*TASK INSTRUCTIONS:* Look through the records, and whenever a line includes the word "instance", copy it.
---- ENTRIES SHOWN
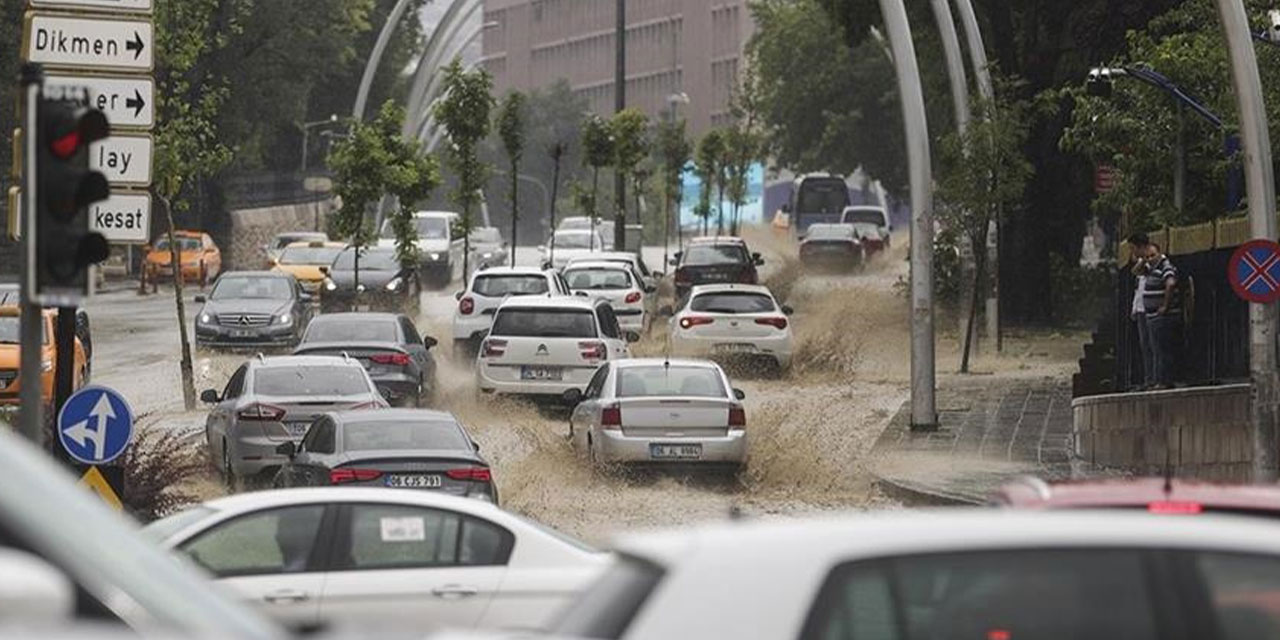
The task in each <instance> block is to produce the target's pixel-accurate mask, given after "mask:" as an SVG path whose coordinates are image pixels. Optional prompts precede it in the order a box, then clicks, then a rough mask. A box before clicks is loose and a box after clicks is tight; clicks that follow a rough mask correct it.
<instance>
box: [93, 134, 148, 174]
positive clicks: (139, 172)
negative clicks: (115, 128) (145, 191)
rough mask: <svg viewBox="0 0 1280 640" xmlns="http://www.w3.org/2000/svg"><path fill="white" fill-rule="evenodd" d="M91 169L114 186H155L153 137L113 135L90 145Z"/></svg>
mask: <svg viewBox="0 0 1280 640" xmlns="http://www.w3.org/2000/svg"><path fill="white" fill-rule="evenodd" d="M88 168H90V169H92V170H95V172H102V175H105V177H106V182H108V183H110V184H111V186H113V187H150V186H151V136H114V134H113V136H111V137H109V138H104V140H100V141H97V142H93V143H92V145H90V146H88Z"/></svg>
--------
*RESULT FOR THIS TASK:*
The task in each <instance> block is to produce the target's pixel-accurate mask, given after "mask:" as an SVG path whose coordinates are image pixels. Optional prompts precede it in the order a box, then clicks, then a rough mask. A box before clicks is loose and a box after clicks is tight; clicks that follow a rough mask correct it.
<instance>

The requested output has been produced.